▶ _TASK REQUIREMENTS_
Reproduce every line of the material below verbatim, with nothing changed, added, or left out.
* BEGIN RECORD SET *
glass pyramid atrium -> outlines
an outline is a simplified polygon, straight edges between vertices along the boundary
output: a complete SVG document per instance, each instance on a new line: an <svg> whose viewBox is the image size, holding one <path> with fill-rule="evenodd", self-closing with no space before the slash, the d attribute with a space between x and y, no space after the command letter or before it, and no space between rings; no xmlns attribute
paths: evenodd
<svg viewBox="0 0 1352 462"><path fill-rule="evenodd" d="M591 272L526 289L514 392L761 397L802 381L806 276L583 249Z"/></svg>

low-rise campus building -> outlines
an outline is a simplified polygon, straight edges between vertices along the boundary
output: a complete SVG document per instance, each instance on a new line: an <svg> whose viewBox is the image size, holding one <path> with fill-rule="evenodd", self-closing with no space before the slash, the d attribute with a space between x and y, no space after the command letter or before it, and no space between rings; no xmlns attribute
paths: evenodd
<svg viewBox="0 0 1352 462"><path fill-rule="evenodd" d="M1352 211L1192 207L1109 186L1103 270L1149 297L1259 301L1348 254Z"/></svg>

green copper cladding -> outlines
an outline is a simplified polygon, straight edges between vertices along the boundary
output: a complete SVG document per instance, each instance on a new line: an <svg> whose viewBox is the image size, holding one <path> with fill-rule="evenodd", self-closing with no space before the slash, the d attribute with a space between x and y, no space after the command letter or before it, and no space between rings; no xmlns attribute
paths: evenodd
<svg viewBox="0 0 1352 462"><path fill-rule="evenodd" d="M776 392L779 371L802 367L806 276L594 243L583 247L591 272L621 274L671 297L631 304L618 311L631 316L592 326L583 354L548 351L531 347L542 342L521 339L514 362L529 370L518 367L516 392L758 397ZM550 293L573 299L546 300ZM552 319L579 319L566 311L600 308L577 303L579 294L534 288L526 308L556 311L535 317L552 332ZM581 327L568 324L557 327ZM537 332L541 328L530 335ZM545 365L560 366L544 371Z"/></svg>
* END RECORD SET *
▶ _RESPONSE TO THIS TASK_
glass pyramid atrium -> outlines
an outline is a simplified polygon, straight edges between vertices along the boundary
output: a complete SVG document per instance, each instance on a new line: an <svg> whose viewBox is the image size, holding one <path> with fill-rule="evenodd", self-closing with no space before the slash, the d attribute with a space between x and y, no space after the command letter or before it, and no space between rings; no xmlns attribute
paths: evenodd
<svg viewBox="0 0 1352 462"><path fill-rule="evenodd" d="M591 272L526 289L514 392L761 397L802 381L806 276L583 249Z"/></svg>

low-rise campus building -> outlines
an outline is a simplified polygon, straight edges between vertices along the boundary
output: a complete SVG document per instance, each instance on a new line: an <svg> whose viewBox is the image size, holding one <path> with fill-rule="evenodd", self-closing with no space before the slash, the d attribute with a space between x and y, no space after the command letter or before it, and no space between rings; no xmlns attribute
paths: evenodd
<svg viewBox="0 0 1352 462"><path fill-rule="evenodd" d="M1352 211L1192 207L1109 186L1103 270L1149 297L1259 301L1348 254Z"/></svg>

green copper cladding -> outlines
an outline is a simplified polygon, straight edges between vertices along the boundary
output: a complete SVG document per instance, each instance on a new line: an <svg> whose viewBox is the image size, holding one <path> with fill-rule="evenodd", self-closing with no space before the slash, the d attribute with a space between x and y, no space after the command letter or before it, and no space between rings; no xmlns attribute
paths: evenodd
<svg viewBox="0 0 1352 462"><path fill-rule="evenodd" d="M776 392L779 371L802 367L806 276L594 243L583 247L591 272L621 274L671 297L631 304L618 311L631 316L592 326L583 354L548 351L531 347L542 342L521 339L514 362L529 370L518 367L516 392L758 397ZM550 293L573 299L546 300ZM552 319L579 319L566 311L600 308L577 303L579 294L534 288L526 308L556 311L535 317L552 332ZM581 327L568 324L557 327ZM537 332L541 328L530 335ZM545 365L560 366L544 371Z"/></svg>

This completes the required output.